■ **Passage**:

▬▬▬

Which isn't to say, I don't think it is a valuable exercise to try to predict these things. I think OKcupid does a reasonable job of predicting who I might be friends, or at least, in friend groups with.

I also think there is a reason people cluster around sci-fi communities, or football communities, etc. So, there is something about the type of people people get along with. And "trying to build professional communities by throwing 500 people with business cards in a room together" is a stupid idea (for those of use who aren't on the far extroverted end of the spectrum) if I ever saw one, and would welcome something better.

DJ DJ said...

Agreed, Bitsy. In a way, I'm doing this as a new angle on rational choice theory (in my experience "irrational" behavior often results from people prioritizing relationships over money, so understanding how people prioritize relationships seems prudent.)

Thanks for the book, I'll have to check it out.

I also want to challenge some of the assumptions in your analysis. The key question does NOT come down to how Alice feels about Bob; Alice's feelings about golf, the opportunity cost of her time and her golfing budget could all be equally relevant. And how Alice feels about Bob can't necessarily be broken down in terms of compatibility (okcupid style) and happenstance.

Let's say that there are 3 categories of factors influencing her decision:

Resource cost/benefit- golf takes time and money, both of which have an opportunity cost which needs to be taken into account.

Emotional cost/benefit- if Alice likes golf and Alice likes hanging out with Bob then the afternoon will be fun. If she doesn't like either of those things then the afternoon will be sucky.

Relational cost/benefit- spending the afternoon golfing with Bob will (probably) improve Alice's relationship with Bob (they'll get to know one another better) and improve her relationship with golf (she'll be a little more experienced.)

Everyone who I've posed this question to (except the six year olds) has framed the problem in terms of the relational benefit that Alice gets. If she's interested in a relationship with Bob then she'll go, if not then she'll stay home.

So how is she gauging the future value of this relationship? If we follow rational choice theory then she's assigning a future value to the possible states of the relationship (ie having a golfing buddy) and multiplying that by the probability that that future state will occur. If she finds his laugh annoying then the probability is small, if they click really well then the probability is high.

What's interesting to me is how she chooses which particular future states of the relationship to focus on. Bob could easily be a romantic interest, a potential employee, and a potential friend all rolled into one, but making decisions that take all three of those goals into account is disorienting. For all she knows, the two of them could make a fantastic team of crack investigators. How does she know to take some future states of the relationship into account and not others?

Bitsy said...

I guess what I meant to say is: the the hardest question to deal with here, and thus the one I'm thinking about is.

The questions about weather Bob can help make her money or if she likes golf seem much less interesting to me then the question are Alice and Bob likely to become friends.

I was just going somewhere else (where I wanted to go) with your question

Anonymous said...

Surely you have seen the recent xkcd, xkcd.com/592

The Impossible K said...

It all depends on the personalities... for instance, I tend to be uber-rational, so of course I like to explain away the decisions I make in relationships.
I like to think my decisions are rational, and really- how can you deny there is some cost/benefit analysis going on, even if it's subconsciously?
Why can't relationships be developed using rational decisions? Is it because emotion is involved? One of my favorite authors, Robert Solomon, argues that emotions are rational- what he describes as sophisticated strategies for survival. And it's true, isn't it? Sometimes the seemingly "irrational" is actually the most rational choice of all- in hindsight. Relationships play such a huge role in our happiness (or misery) that it just doesn't make sense to leave logic out of it. After all, why take a risk without a reason?

▬▬▬

■ **Data for this exercise**:
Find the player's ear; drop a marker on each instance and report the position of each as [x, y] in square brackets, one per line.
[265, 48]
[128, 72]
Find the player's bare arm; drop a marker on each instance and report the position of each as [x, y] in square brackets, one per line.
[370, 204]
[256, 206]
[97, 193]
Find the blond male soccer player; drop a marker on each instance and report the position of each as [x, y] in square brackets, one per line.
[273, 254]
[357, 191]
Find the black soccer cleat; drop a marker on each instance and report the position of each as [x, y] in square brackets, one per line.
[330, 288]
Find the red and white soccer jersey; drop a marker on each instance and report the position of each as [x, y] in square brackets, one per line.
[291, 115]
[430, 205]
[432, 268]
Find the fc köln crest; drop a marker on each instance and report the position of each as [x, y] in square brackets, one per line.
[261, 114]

▬▬▬

■ **Set of tasks**:
1: In the comment thread, which author does The Impossible K cite as arguing that emotions are rational?
2: Reproduce word for word the stretch of the records from the line containing "Find the blond" through the end of the records, including both ends.
The comment thread and the records have no connection to each other.

■ **Results of the tasks**:
1: Robert Solomon.

2:
Find the blond male soccer player; drop a marker on each instance and report the position of each as [x, y] in square brackets, one per line.
[273, 254]
[357, 191]
Find the black soccer cleat; drop a marker on each instance and report the position of each as [x, y] in square brackets, one per line.
[330, 288]
Find the red and white soccer jersey; drop a marker on each instance and report the position of each as [x, y] in square brackets, one per line.
[291, 115]
[430, 205]
[432, 268]
Find the fc köln crest; drop a marker on each instance and report the position of each as [x, y] in square brackets, one per line.
[261, 114]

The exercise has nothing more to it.